--- ROWS ---
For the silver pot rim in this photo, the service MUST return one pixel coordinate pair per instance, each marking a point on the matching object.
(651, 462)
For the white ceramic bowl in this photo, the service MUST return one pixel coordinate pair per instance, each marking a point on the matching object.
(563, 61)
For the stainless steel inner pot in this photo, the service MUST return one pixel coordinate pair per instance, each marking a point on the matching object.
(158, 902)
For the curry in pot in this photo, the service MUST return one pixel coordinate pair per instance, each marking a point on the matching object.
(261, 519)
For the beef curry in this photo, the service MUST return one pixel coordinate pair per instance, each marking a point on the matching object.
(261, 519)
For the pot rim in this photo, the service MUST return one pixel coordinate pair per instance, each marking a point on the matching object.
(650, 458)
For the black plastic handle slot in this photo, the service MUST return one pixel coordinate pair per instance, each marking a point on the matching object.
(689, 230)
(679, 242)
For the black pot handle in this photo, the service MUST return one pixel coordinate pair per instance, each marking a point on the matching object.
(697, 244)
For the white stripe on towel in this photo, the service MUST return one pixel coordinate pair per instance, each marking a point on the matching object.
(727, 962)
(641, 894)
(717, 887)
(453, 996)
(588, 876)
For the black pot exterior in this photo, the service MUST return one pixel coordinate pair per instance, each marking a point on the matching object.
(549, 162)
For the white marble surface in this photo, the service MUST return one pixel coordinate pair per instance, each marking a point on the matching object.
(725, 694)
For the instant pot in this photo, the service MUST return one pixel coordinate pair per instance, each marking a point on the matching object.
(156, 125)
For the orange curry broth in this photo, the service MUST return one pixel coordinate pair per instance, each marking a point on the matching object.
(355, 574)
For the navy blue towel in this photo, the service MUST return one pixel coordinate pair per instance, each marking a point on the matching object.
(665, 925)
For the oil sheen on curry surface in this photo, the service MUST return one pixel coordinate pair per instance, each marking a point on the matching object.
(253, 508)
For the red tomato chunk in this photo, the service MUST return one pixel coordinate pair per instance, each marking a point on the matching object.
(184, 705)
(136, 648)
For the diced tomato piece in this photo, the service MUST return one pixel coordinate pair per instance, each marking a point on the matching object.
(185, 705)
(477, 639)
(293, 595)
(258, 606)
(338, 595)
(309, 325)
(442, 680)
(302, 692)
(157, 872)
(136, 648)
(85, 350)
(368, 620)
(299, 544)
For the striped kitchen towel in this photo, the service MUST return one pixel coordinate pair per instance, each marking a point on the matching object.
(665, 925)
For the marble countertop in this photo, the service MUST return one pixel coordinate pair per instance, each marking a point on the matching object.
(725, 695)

--- TASK DETAILS ---
Reproduce all of the material above verbatim, line for line, without changing anything.

--- TASK ANSWER ---
For the silver pot rim in this photo, the service MUST return one pixel coordinate pair per instance, each marking a point on the matching object.
(651, 462)
For the white ceramic bowl in this photo, the service MUST return one pixel coordinate pair per instance, each marking a point on the matching object.
(563, 61)
For the stainless steel inner pot in this photo, the service MUST return one pixel coordinate pair per instance, each marking a point on the matching object.
(158, 902)
For the curry in pot in this photo, the service MUST return one pixel coordinate pair per instance, each marking a point on the matching object.
(261, 519)
For the beef curry in this photo, the service MUST return one pixel coordinate pair per instance, each marking a point on the matching object.
(261, 519)
For the pot rim in this photo, the service MUST return one pixel coordinate pair per instance, each marking a point on the matching object.
(650, 458)
For the black plastic handle slot in this photo, the service MUST return one pixel coordinate pair per instance, each marking a point on the matching object.
(689, 230)
(679, 242)
For the black pot handle in this photo, the service MUST return one pixel coordinate pair per instance, each marking a point on the matching object.
(697, 244)
For the white stripe on towel in this photo, the service MUST return one pixel coordinate pair per instance, each marking a point on the matching object.
(727, 962)
(641, 894)
(717, 887)
(453, 996)
(588, 876)
For the black pot exterior in this photo, the service MUST return one pixel coordinate pair per instance, each marking a point on the matching object.
(549, 162)
For the white marble surface in this photo, the service MUST return one pixel coordinate pair per instance, each marking a point on the matching object.
(725, 694)
For the instant pot in this photo, the service MUST return one pixel coordinate pair per instance, each marking a point on the matching object.
(156, 125)
For the orange curry broth in this photo, the service MUST return one pixel coordinate pair per instance, each marking a point on the matching object.
(355, 574)
For the navy blue towel in this photo, the service MUST return one pixel coordinate pair per instance, each marking a point on the matching object.
(665, 925)
For the oil sheen on curry surface in this photo, the service MUST return one pixel coordinate pair per instance, each marking a point on the matching object.
(253, 508)
For the red tomato chunk in this photo, the service MUST return one pixel coordinate pair per instance, each marking a point on the matching object.
(184, 705)
(136, 648)
For the diced tomato piece in this photo, the service MUST return one pixel coordinate pair per instance, each marking a point on the matching object.
(185, 705)
(477, 639)
(293, 595)
(258, 606)
(338, 595)
(309, 325)
(442, 680)
(302, 692)
(157, 872)
(136, 648)
(85, 350)
(368, 620)
(299, 544)
For the striped kitchen towel in this photo, the service MUST return one pixel coordinate pair per instance, each marking a point on the matching object.
(665, 925)
For the marble countertop in this photo, the service MUST return one pixel coordinate pair per instance, each marking a point on the matching object.
(725, 695)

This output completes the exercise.